◆ **What this exercise asks**
• 1. In the complexity analysis passage, what quantity does $\left|K\right|$ denote?
• 2. Copy word for word the part of the complexity analysis passage from "To evaluate the" to "of network slices.".

◆ **Given passage**
4.5. Complexity Analysis

To evaluate the scalability of the proposed constructive heuristic, we analyze its computational and memory complexity. Let $\left|I\right|$ denote the number of users, $\left|J\right|$ the maximum number of services per user, and $\left|K\right|$ the number of network slices.

4.5.1. Computational Complexity

The computational complexity of each algorithm component is analyzed as follows:

• Service-to-Slice Assignment (Algorithm 2): The algorithm evaluates all valid $(i,j,k)$ combinations satisfying the QoS matching constraint in $O\left(\right|I|·|J|·|K\left|\right)$ time. Subsequently, sorting these combinations by utility and efficiency metrics requires $O\left(\right|I|·|J|·|K|log(\left|I\right|·\left|J\right|·\left|K\right|\left)\right)$ operations.
• First-Phase Allocation (Algorithms 5 and 6): For each slice k, the algorithm sorts the assigned services by their utility scores, requiring $O(n_{k}log{n}_k)$ time, where $n_k$ denotes the number of services assigned to slice k. Summing over all slices yields a total complexity of $O\left(\right|I|·|J|log(\left|I\right|·\left|J\right|\left)\right)$.

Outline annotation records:
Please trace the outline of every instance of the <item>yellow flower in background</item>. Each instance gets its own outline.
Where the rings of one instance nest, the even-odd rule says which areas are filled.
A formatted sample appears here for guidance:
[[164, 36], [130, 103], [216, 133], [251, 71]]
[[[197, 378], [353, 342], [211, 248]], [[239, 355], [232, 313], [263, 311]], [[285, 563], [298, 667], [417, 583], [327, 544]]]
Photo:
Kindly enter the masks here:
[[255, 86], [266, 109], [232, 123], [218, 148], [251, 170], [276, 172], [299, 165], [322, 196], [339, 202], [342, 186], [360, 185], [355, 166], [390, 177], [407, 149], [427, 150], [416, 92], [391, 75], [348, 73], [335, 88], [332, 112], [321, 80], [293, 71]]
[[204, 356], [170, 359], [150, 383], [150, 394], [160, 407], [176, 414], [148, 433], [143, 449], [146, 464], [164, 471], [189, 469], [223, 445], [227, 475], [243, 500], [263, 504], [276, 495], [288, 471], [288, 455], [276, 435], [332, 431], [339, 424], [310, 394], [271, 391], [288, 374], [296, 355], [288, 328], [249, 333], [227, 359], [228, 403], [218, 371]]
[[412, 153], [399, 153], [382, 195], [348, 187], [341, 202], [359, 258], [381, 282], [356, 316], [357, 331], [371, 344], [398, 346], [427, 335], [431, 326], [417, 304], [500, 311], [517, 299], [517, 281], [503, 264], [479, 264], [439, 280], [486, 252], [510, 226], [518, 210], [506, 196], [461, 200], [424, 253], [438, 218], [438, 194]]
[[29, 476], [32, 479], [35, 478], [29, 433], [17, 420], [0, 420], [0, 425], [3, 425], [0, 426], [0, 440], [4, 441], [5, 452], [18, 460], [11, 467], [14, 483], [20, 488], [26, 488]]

◆ **The answers**
• 1. The number of network slices.

• 2.
To evaluate the scalability of the proposed constructive heuristic, we analyze its computational and memory complexity. Let $\left|I\right|$ denote the number of users, $\left|J\right|$ the maximum number of services per user, and $\left|K\right|$ the number of network slices.